### Document
_ _ _ _ _ _ _

Services de proximité déficients, bénévoles vieillissants, Geneviève Dubois se demande si ses citoyens, au nombre desquels on compte une large part d’aînés, continuent d’aller chercher les soins dont ils ont besoin. «Ça me questionne sur la santé de notre population», confie celle qui entend bien profiter de la campagne pour ramener les enjeux sanitaires à l’avant-plan.

Celle qui occupe également le siège de préfète à la MRC de Nicolet-Yamaska considère par ailleurs que la charge menée par son homologue de Bécancour est tout à fait légitime. «M. Lyonnais est quand même de la bataille de la première heure, estime-t-elle, je ne pense pas qu’il utilise sa position de candidat [conservateur] pour se faire du capital politique».

De fait, la mairesse et préfète semble plus préoccupée par le rôle que joue l’actuel député de la circonscription et sur ses engagements à venir. «Je l’ai entendu parler à la radio “d’urgence un peu plus éloignée”, en parlant de Nicolet... Je suis quand même une ville-centre, au Centre-du-Québec. Je ne me sens pas du tout éloignée. Éloignée de quoi? Je ne sais pas! C’est sûr qu’on a des discussions à avoir», laisse entendre l’élue.

Geneviève Dubois, mairesse de Nicolet, entend profiter de la campagne électorale pour exiger des garanties en matière de services de santé de proximité.

_ _ _ _ _ _ _

### Fiches à utiliser
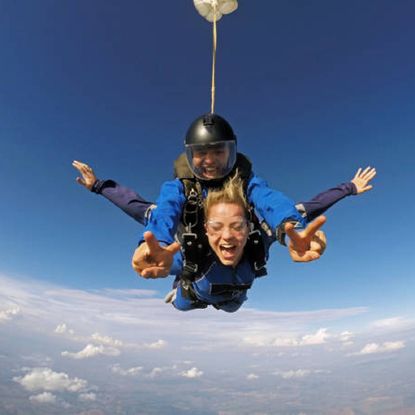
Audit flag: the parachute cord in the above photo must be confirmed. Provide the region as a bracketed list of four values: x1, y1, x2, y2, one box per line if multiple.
[210, 0, 217, 114]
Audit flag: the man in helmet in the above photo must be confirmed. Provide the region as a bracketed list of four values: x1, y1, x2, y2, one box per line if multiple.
[132, 114, 328, 278]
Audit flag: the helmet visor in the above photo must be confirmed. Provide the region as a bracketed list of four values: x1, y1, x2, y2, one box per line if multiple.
[185, 141, 236, 180]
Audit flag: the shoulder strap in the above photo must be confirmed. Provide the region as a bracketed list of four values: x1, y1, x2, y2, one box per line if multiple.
[178, 179, 210, 281]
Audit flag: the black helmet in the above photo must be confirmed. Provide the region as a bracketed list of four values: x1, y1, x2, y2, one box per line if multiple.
[184, 113, 236, 180]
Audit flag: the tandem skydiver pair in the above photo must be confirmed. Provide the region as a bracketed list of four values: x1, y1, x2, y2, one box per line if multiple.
[73, 113, 376, 312]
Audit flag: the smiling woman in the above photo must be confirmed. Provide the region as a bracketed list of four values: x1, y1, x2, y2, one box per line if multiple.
[204, 176, 249, 267]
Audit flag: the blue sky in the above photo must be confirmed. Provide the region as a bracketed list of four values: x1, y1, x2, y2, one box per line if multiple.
[0, 0, 415, 414]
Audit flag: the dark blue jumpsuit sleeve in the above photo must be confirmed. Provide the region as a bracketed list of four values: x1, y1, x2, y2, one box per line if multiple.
[296, 182, 356, 222]
[91, 180, 153, 225]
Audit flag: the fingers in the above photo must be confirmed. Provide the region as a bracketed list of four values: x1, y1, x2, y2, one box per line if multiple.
[166, 242, 180, 254]
[353, 167, 362, 180]
[292, 251, 320, 262]
[72, 160, 94, 176]
[353, 166, 376, 181]
[285, 222, 303, 245]
[76, 177, 86, 186]
[290, 249, 320, 262]
[304, 215, 327, 236]
[140, 267, 169, 279]
[143, 231, 161, 255]
[360, 185, 373, 193]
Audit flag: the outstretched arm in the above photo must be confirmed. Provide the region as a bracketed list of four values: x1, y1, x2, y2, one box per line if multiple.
[296, 167, 376, 222]
[72, 160, 155, 225]
[132, 232, 180, 278]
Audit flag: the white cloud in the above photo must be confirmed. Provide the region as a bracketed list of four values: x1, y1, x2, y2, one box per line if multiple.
[61, 344, 121, 359]
[353, 341, 405, 356]
[300, 329, 329, 346]
[373, 316, 413, 330]
[275, 369, 311, 379]
[144, 340, 167, 349]
[91, 333, 123, 347]
[339, 331, 354, 345]
[147, 367, 165, 378]
[29, 392, 56, 403]
[180, 367, 203, 379]
[55, 323, 75, 335]
[0, 307, 20, 323]
[111, 365, 143, 376]
[78, 392, 97, 402]
[247, 328, 331, 347]
[13, 367, 87, 392]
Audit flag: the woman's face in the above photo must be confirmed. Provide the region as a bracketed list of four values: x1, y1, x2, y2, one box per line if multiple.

_ _ _ _ _ _ _

### Exercices à faire
A - D'après le document, pourquoi Geneviève Dubois juge-t-elle légitime la charge menée par son homologue de Bécancour ? Répondez en une à trois phrases.
B - Dans les fiches, recopiez à l'identique le passage qui va de la ligne contenant « Audit flag: the tandem » jusqu'à la ligne contenant « [73, 113, 376, 312] », ces deux lignes comprises.

### Corrigé
A - Elle la juge légitime parce que M. Lyonnais est de la bataille depuis la première heure. Elle ne pense donc pas qu'il se serve de sa position de candidat conservateur pour se faire du capital politique.

B -
Audit flag: the tandem skydiver pair in the above photo must be confirmed. Provide the region as a bracketed list of four values: x1, y1, x2, y2, one box per line if multiple.
[73, 113, 376, 312]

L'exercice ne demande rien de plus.